**Page**.
Wednesday, March 5, 2008

Wednesday

It has been a full day. Brian, one of my co-workers, has been whisk off by his girlfriend for a birthday trip to New York. The entire office kept the secret (for two months), until she sprung the surprise on him last night. It was really funny yesterday trying to change his appointments on the calendar behind his back, without his catching on. We all managed to pull the wool over his eyes. I hope they have a great time.

Walt & I went out for dinner this evening to Applebee's. The food wasn't nearly as good as it should have been. Oh well, better luck next time.

Email & Newsletter Gleanings:

Lawyers should never ask a Mississippi grandma a question if they aren't prepared for the answer.

In a trial, a Southern small-town prosecuting attorney called his first witness, a grandmotherly, elderly woman to the stand. He approached her and asked, 'Mrs. Jones, do you know me?' She responded, 'Why, yes, I do know you, Mr. Williams. I've known you since you were a boy, and frankly, you've been a big disappointment to me. You lie, you cheat on your wife, and you manipulate people and talk about them behind their backs. You think you're a big shot when you haven't the brains to realize you'll never amount to anything more than a two-bit paper pusher. Yes, I know you.'

The lawyer was stunned. Not knowing what else to do, he pointed across the room and asked, 'Mrs. Jones, do you know the defense attorney?'

She again replied, 'Why yes, I do. I've known Mr. Bradley since he was a youngster, too. He's lazy, bigoted, and he has a drinking problem. He can't build a normal relationship with anyone, and his law practice is one of the worst in the entire state. Not to mention he cheated on his wife with three different women. One of them was your wife. Yes, I know him.'

The defense attorney nearly died.

The judge asked both counselors to approach the bench and, in a very quiet voice, said, 'If either of you idiots asks her if she knows me, I'll send you both to the electric chair.'

BANNED FROM WALMART...........


This is why women should not take men shopping against their will.

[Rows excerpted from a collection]
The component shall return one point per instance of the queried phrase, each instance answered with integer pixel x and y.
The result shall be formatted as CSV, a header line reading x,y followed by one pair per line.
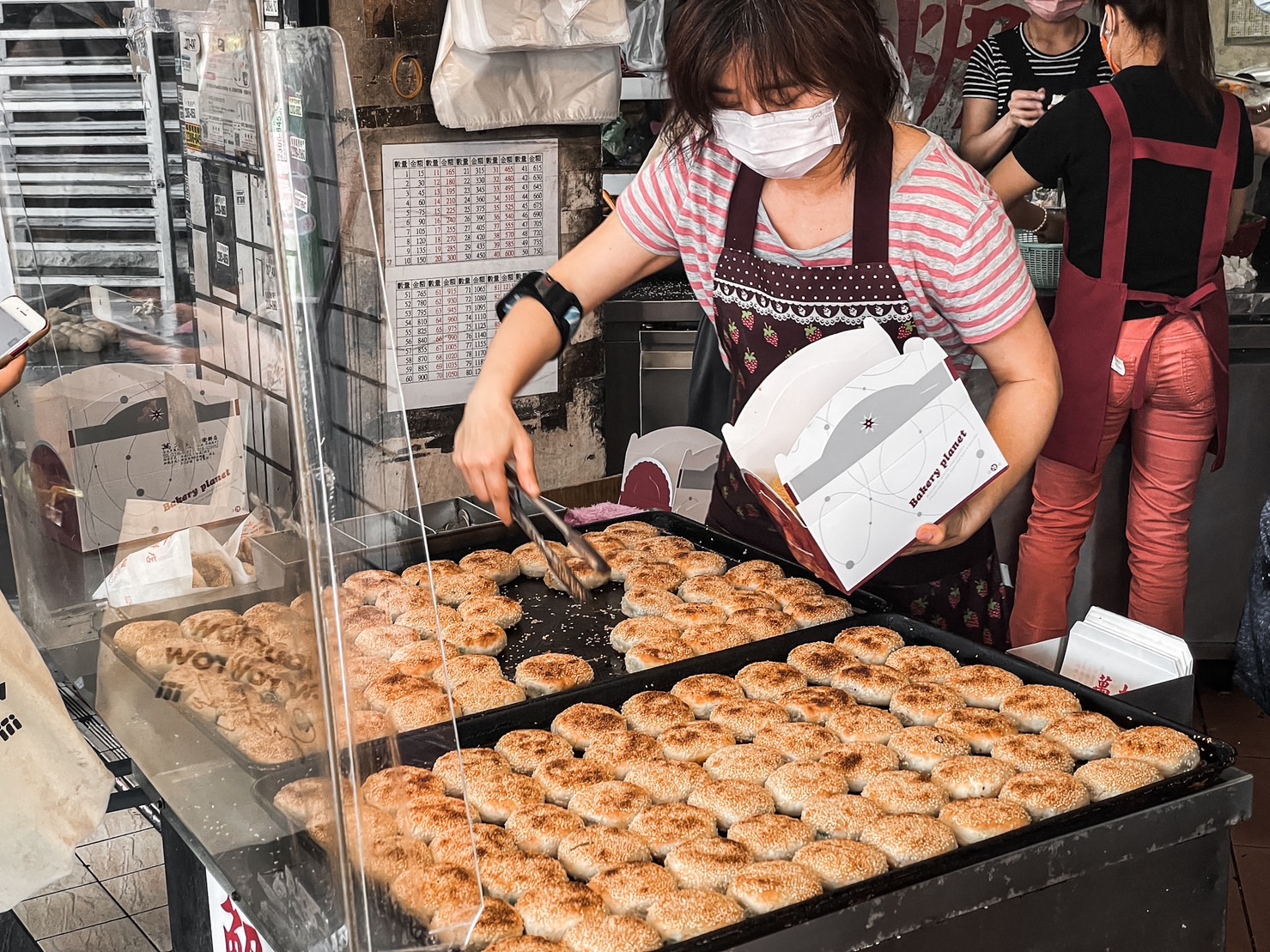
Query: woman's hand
x,y
488,437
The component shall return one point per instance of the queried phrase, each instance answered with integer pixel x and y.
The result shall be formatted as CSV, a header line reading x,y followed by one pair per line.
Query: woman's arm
x,y
1025,367
602,264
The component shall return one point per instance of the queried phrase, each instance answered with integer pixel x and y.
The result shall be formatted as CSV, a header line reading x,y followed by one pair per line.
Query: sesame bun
x,y
965,777
653,652
793,785
654,575
540,828
565,776
922,703
1086,734
1029,752
549,912
760,622
864,724
708,639
904,792
702,692
818,662
667,781
668,825
750,577
978,819
553,673
696,742
1167,750
588,852
922,662
732,801
707,864
798,742
492,609
1110,777
525,749
623,750
1045,793
980,726
451,767
695,615
398,786
421,891
921,748
838,864
690,913
585,724
696,564
612,933
655,711
630,888
499,567
630,633
1036,706
610,803
768,681
508,876
869,644
744,718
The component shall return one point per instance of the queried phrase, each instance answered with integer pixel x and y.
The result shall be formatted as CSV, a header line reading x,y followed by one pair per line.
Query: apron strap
x,y
870,240
1115,236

**What the task asks**. List every person named in the March 5, 2008 entry, including those in its courtroom story.

**Result for this task**. Brian, Walt, Mrs. Jones, Mr. Williams, Mr. Bradley